Set problem: Reproduce the records below verbatim, beginning with the line that contains "Guideline: for every instance of the plywood" and continuing through the final line of the records.

* * * * *

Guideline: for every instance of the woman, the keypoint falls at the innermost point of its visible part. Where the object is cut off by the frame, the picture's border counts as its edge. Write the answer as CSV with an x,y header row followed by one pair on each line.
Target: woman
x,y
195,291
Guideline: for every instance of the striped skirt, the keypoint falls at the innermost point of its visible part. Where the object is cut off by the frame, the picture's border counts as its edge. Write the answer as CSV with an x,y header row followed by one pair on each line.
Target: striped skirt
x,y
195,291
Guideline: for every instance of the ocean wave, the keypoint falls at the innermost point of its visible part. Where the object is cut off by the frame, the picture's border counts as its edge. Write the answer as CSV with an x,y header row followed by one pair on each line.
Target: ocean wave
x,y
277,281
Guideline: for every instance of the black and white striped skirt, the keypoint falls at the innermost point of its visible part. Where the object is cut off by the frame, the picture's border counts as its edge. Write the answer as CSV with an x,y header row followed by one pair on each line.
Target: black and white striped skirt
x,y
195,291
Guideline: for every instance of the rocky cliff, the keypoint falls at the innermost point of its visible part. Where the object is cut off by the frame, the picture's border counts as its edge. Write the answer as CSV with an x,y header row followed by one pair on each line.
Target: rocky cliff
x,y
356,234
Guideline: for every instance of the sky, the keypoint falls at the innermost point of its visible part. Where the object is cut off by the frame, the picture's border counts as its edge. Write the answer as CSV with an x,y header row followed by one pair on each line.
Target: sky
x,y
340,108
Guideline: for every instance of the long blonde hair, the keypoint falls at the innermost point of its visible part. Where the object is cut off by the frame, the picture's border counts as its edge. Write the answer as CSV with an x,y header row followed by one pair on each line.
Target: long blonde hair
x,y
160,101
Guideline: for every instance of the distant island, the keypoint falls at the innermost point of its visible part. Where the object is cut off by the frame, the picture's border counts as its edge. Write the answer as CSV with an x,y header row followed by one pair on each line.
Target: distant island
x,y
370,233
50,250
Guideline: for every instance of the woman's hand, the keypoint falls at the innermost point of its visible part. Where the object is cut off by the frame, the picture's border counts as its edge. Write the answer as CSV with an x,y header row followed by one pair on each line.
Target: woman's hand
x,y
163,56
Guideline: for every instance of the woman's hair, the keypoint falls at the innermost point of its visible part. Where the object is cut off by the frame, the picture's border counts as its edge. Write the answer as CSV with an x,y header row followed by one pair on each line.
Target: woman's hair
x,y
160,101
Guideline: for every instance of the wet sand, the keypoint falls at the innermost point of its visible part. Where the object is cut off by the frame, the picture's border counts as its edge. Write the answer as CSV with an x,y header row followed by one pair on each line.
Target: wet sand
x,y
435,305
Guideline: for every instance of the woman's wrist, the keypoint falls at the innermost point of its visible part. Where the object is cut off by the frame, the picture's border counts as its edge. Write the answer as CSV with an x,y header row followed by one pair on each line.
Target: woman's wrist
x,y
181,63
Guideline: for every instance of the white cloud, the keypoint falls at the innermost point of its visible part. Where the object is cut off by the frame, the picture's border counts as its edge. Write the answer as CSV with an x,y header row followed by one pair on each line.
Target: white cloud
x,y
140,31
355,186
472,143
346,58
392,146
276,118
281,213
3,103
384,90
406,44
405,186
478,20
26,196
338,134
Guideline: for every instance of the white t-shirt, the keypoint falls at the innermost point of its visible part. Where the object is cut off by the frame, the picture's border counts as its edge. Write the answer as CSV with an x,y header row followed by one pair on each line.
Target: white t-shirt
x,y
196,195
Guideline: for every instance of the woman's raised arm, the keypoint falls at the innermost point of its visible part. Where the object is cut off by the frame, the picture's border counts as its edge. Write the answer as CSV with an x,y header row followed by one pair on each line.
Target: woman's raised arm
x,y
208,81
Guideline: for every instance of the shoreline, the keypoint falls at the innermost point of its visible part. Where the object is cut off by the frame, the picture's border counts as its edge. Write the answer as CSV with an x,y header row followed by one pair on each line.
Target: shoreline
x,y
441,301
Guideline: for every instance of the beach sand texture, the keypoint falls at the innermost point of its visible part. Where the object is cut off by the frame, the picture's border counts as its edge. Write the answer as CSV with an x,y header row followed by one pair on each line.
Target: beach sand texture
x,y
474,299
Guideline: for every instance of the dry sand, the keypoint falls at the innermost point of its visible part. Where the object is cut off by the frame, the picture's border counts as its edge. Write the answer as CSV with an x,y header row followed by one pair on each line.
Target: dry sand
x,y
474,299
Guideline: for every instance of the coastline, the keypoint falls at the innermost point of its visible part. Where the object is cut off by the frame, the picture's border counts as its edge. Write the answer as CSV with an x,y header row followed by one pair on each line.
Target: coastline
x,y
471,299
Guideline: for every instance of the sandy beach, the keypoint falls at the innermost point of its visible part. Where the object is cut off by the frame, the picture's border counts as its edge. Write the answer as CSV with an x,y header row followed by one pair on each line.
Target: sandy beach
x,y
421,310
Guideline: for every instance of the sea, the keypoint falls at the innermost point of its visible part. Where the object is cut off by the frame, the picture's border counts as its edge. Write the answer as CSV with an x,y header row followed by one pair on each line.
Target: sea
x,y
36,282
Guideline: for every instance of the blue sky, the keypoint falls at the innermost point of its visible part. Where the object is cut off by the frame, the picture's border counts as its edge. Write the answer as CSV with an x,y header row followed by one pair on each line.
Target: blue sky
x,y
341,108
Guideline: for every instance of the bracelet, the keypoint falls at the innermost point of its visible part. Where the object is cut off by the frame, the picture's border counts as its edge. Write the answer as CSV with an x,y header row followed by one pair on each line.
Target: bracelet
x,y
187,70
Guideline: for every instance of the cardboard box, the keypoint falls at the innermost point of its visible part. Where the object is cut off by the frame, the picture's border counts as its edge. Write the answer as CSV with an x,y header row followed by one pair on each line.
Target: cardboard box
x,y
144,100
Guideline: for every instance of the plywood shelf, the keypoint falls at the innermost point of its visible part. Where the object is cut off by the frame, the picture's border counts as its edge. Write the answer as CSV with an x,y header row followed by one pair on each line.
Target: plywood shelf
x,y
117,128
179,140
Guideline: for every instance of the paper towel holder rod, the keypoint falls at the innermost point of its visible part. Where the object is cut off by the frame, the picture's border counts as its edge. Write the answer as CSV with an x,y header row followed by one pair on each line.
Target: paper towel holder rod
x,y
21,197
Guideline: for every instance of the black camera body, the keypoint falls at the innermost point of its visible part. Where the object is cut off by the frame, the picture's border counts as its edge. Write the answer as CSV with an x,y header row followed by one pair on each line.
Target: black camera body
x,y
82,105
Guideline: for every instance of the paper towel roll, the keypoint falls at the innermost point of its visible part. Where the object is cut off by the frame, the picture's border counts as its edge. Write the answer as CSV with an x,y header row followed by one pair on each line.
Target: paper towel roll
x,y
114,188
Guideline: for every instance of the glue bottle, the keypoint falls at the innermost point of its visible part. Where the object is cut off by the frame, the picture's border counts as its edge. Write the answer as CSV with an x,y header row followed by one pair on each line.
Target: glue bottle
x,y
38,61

* * * * *

Final answer:
Guideline: for every instance of the plywood shelf, the keypoint falls at the innermost point of its visible part. Where the object is cut off by the frame, the picture's border counts as its edge. Write the answer as CSV with an x,y header row followed by one pair on each line.
Target: plywood shelf
x,y
117,128
179,140
Guideline: for every instance of the paper towel holder rod, the keypoint falls at the innermost point of its visible part. Where the object is cut off by the frame, the picture's border counts as its edge. Write the answer as CSV with an x,y header row followed by one pair on each line.
Target: paper towel holder rod
x,y
21,197
Guideline: for every instance of the black camera body, the keypoint falls at the innermost point of its visible part. Where the object is cut off by the frame, the picture's border counts as its edge. Write the answer as CSV with an x,y header row followed by one pair on each line.
Target: black camera body
x,y
82,105
Guideline: for every instance of the paper towel roll, the keypoint falls at the innermost point of its visible part. Where the object is cut off by the frame, the picture's border counts as its edge. Write the answer as CSV with an x,y header row followed by one pair on each line.
Target: paper towel roll
x,y
114,188
Guideline: for every instance of the glue bottle, the keypoint falls at the innermost point of its visible part. Where the object is cut off by the frame, the picture's border counts as its edge. Write the answer as CSV with an x,y header row followed by one pair on each line.
Target: glue bottle
x,y
38,61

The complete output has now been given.